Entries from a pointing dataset
□ □ □ □ □ □ □
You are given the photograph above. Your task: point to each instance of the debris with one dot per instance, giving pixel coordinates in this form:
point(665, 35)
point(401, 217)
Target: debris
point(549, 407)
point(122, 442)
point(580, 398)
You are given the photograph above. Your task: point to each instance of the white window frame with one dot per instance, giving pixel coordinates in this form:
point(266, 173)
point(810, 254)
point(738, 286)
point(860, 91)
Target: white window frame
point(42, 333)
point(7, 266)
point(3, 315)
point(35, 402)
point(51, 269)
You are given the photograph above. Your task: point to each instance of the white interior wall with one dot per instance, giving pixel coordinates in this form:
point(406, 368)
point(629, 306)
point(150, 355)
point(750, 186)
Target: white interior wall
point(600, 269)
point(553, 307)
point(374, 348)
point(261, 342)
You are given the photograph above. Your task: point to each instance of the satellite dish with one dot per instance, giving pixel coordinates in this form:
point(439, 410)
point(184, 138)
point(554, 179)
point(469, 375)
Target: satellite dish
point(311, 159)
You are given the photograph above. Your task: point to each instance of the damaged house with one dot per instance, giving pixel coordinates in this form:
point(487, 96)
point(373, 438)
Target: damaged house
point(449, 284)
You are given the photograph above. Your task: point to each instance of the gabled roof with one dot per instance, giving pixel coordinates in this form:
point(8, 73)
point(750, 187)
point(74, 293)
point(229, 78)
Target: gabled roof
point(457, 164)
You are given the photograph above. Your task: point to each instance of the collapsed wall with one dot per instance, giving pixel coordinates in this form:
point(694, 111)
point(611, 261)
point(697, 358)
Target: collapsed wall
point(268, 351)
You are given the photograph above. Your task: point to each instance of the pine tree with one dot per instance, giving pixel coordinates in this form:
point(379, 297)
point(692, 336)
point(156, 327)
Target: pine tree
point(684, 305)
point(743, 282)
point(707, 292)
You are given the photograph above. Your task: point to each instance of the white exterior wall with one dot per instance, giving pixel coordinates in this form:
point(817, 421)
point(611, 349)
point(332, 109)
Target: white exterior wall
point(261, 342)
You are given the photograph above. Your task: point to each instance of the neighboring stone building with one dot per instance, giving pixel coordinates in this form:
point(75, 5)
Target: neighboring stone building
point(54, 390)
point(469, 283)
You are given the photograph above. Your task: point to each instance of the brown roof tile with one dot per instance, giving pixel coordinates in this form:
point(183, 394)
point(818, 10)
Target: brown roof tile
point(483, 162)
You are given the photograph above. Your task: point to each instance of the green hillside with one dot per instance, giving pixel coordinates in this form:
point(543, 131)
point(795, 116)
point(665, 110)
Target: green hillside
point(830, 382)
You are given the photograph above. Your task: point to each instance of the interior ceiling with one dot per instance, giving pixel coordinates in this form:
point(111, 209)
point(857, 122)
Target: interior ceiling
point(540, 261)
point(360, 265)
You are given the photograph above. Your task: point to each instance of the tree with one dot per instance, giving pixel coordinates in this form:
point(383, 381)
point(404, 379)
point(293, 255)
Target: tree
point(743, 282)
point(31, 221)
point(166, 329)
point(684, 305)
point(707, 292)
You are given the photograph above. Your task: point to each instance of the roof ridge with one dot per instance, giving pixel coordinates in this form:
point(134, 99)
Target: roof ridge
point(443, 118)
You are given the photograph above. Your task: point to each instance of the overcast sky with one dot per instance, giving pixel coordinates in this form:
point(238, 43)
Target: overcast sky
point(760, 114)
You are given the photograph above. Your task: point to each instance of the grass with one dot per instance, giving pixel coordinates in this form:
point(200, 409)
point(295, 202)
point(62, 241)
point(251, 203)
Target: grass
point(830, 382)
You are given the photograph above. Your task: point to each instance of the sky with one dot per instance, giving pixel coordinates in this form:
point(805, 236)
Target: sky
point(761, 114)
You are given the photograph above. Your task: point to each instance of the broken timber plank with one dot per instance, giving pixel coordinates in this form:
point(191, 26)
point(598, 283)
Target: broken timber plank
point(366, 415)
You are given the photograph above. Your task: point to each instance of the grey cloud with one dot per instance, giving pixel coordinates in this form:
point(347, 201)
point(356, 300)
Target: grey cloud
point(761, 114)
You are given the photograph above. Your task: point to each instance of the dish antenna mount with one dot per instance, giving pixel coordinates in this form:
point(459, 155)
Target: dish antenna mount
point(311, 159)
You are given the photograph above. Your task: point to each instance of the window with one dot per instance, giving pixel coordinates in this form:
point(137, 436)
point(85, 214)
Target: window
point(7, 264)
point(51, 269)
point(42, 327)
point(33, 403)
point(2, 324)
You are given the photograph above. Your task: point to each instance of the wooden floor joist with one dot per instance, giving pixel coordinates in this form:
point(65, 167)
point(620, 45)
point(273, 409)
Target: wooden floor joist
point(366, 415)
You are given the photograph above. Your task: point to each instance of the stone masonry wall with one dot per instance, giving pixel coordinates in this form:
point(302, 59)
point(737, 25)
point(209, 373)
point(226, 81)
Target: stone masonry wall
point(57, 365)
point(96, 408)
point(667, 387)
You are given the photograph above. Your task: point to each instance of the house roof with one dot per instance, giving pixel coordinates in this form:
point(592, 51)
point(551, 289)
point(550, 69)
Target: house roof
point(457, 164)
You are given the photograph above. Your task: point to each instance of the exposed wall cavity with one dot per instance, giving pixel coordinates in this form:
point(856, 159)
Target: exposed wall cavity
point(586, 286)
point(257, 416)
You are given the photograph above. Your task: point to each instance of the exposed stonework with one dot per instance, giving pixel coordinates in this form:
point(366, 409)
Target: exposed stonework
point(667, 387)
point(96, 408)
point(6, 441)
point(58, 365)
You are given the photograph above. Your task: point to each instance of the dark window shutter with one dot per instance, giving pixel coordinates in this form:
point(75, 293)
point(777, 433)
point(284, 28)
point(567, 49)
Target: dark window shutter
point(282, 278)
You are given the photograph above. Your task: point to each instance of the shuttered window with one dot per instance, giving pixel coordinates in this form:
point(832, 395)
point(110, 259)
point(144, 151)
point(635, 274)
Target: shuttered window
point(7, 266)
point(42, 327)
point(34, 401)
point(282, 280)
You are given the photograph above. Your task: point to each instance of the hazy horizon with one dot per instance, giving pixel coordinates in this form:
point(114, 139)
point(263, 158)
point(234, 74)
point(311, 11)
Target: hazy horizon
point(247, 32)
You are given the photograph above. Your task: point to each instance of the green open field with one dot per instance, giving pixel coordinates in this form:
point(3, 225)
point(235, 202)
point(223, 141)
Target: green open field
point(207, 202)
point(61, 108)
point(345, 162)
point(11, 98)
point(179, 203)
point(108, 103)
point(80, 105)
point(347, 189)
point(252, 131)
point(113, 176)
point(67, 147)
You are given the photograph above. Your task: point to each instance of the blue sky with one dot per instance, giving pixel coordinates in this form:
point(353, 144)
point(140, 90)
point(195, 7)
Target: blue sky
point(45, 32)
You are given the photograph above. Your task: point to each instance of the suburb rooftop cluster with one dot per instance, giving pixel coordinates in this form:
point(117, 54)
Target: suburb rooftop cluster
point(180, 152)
□ □ □ □ □ □ □
» **PROBLEM DESCRIPTION**: Please change every "photograph" in the data above to "image" and keep everything else the same.

» **OUTPUT FOR THIS EXERCISE**:
You are given the image above. Your task: point to each instance of the debris with one dot per instance, giving pixel coordinates in this form:
point(665, 35)
point(401, 217)
Target: debris
point(549, 407)
point(122, 442)
point(580, 398)
You are given the image above. Your task: point to each instance of the white window frame with one dot per instance, giving pixel coordinates in this form:
point(266, 173)
point(810, 254)
point(738, 286)
point(860, 91)
Target: white window frame
point(42, 333)
point(7, 266)
point(3, 315)
point(35, 402)
point(51, 269)
You are given the image above. Your task: point to each instance of the white interior wall with one dot per instance, giving pixel coordinates in this form:
point(406, 368)
point(629, 306)
point(150, 355)
point(750, 186)
Target: white interior wall
point(600, 269)
point(553, 307)
point(374, 348)
point(261, 342)
You are given the image above. Your task: point to each instance of the satellite dish with one dot per instance, giving pixel coordinates in this form:
point(439, 410)
point(184, 138)
point(554, 179)
point(469, 375)
Target: satellite dish
point(311, 159)
You are given the image above. Your task: point to each instance of the damaged house with one dot per instance, giving pixel coordinates in this form:
point(487, 96)
point(373, 438)
Target: damaged house
point(449, 284)
You are given the image above. Your task: point to each instance of the gabled roof with one dot per instance, giving pixel coordinates in this form:
point(8, 73)
point(750, 187)
point(74, 293)
point(229, 78)
Target: gabled roof
point(457, 164)
You are given the image above. Your task: point to each instance of the collapsed wall with one dot per instance, giving pixel coordinates in this form:
point(694, 111)
point(611, 261)
point(697, 358)
Target: collapsed wall
point(268, 351)
You are given the image above. Your task: point to each instance of the pine tree with one dot per instance, giving pixel coordinates in this form:
point(379, 297)
point(692, 336)
point(156, 327)
Target: pine tree
point(684, 305)
point(743, 282)
point(707, 292)
You are given the image above. Your task: point to each instance of the white exterior wall with one dot per instance, giving pixel coordinates in this form:
point(817, 421)
point(611, 349)
point(332, 109)
Target: white exterior wall
point(261, 342)
You are given the image above. Your task: point to each instance of the neighboring stone building with one dot per instance, giving pixel coordinates in this form:
point(75, 5)
Target: neighboring stone building
point(54, 390)
point(469, 283)
You are given the image above. Your task: point to each instance of the brown roof tile with one dot per instance, giving pixel coordinates in this form:
point(183, 394)
point(818, 10)
Target: brown roof tile
point(483, 162)
You are given the image above. Your task: point to each instance of the green hillside with one dot per instance, giving pixel coordinates in this form:
point(543, 131)
point(795, 116)
point(665, 110)
Target: green hillside
point(830, 382)
You are given the image above. Your task: point to each instance of the interior ceiling with one dot per instance, giving pixel coordinates in this form:
point(111, 209)
point(857, 122)
Target: interior ceiling
point(540, 261)
point(360, 265)
You are given the image above. Your task: point to each instance of the tree with one dot per instance, giving pixel coordinates in this form:
point(383, 381)
point(404, 379)
point(293, 255)
Target: tree
point(743, 282)
point(31, 221)
point(166, 329)
point(684, 305)
point(707, 292)
You are given the image above. Your task: point to each instance of the roof ridge with one dot per instance, giving pixel coordinates in this form:
point(134, 99)
Target: roof ridge
point(443, 118)
You are given the image above. Your task: point to each instance of the overcast sky with one dot per instance, giving pixel coordinates in this form:
point(238, 43)
Target: overcast sky
point(760, 114)
You are given the image above. Your task: point to each instance of the grass with one dot per instance, giving pixel coordinates in this form:
point(200, 409)
point(295, 202)
point(62, 241)
point(251, 203)
Target: grass
point(830, 382)
You are given the image above. Your task: point to each instance of the sky with one dot per instance, giving pixel coordinates in this form:
point(805, 236)
Target: sky
point(761, 114)
You are given the image above. Your task: point to each instance of the broken timber plank with one dot per instance, giving pixel coordinates in this form:
point(191, 26)
point(598, 283)
Target: broken timber plank
point(366, 415)
You are given the image above. Your task: point to each instance of the grey cloud with one dot per instance, giving pixel coordinates in this form:
point(347, 201)
point(356, 300)
Target: grey cloud
point(761, 114)
You are given the image above. Your task: point to each instance of the dish antenna mount with one dot per instance, giving pixel coordinates in this form:
point(459, 155)
Target: dish antenna mount
point(311, 159)
You are given the image above. Your task: point to each instance of the window with one dot per instance, giving pixel coordinates in this form:
point(137, 436)
point(85, 214)
Target: window
point(7, 264)
point(51, 269)
point(42, 327)
point(33, 403)
point(2, 324)
You are given the image above. Your task: point to each instance of the wooden floor joist with one dot per instance, giving pixel coordinates in this form:
point(65, 167)
point(620, 45)
point(273, 409)
Target: wooden floor joist
point(366, 415)
You are given the image above. Your task: point to each instance of the stone masonry wall with one dot per instance, giving pixel coordinates in this form:
point(302, 59)
point(737, 25)
point(209, 373)
point(226, 81)
Target: stone masonry wall
point(57, 365)
point(96, 408)
point(667, 387)
You are given the image above. Your task: point to each instance of the house roof with one dot per instance, giving pixel coordinates in this form:
point(592, 51)
point(551, 289)
point(550, 69)
Target: house roof
point(457, 164)
You are given the image above. Your task: point to each instance of the exposed wall cavity with one dot per instance, giving pixel coordinates in this form:
point(856, 159)
Target: exposed wall cavity
point(586, 286)
point(257, 416)
You are given the image above. Your task: point to each instance of the exposed stonework with one dot per instance, giving pixel coordinates in this form:
point(366, 409)
Target: exposed stonework
point(667, 387)
point(96, 408)
point(6, 441)
point(58, 365)
You are given the image above. Your task: point to each instance of the dark window shutter with one dot per instance, giving pixel coordinates in this form:
point(75, 293)
point(777, 433)
point(284, 28)
point(567, 49)
Target: dark window shutter
point(282, 278)
You are given the image above. Your task: point to each instance of the shuttered window with one dot per instance, giving pixel coordinates in this form:
point(832, 395)
point(110, 259)
point(144, 151)
point(635, 274)
Target: shuttered window
point(7, 266)
point(42, 327)
point(34, 401)
point(282, 280)
You are given the image above. Your task: point to each instance of the hazy horizon with one dot per instance, giving pixel coordinates in this form:
point(114, 139)
point(263, 158)
point(234, 74)
point(311, 11)
Target: hazy horizon
point(247, 32)
You are given the image above. Your task: point to each instance of the green open field with one dot per instance, giving pixel coordinates in this form:
point(3, 225)
point(235, 202)
point(223, 141)
Target: green open field
point(207, 202)
point(61, 108)
point(345, 162)
point(11, 98)
point(179, 203)
point(108, 103)
point(80, 105)
point(347, 189)
point(252, 131)
point(113, 176)
point(67, 147)
You are given the image above. Your task: point to each instance of the blue sky with one dot per instance, giving pixel coordinates in this form:
point(353, 144)
point(140, 90)
point(195, 7)
Target: blue sky
point(45, 32)
You are given the image above. Your task: point to each instance of the suburb rooftop cluster with one dot per instance, giving pixel coordinates in this form:
point(117, 54)
Target: suburb rooftop cluster
point(180, 152)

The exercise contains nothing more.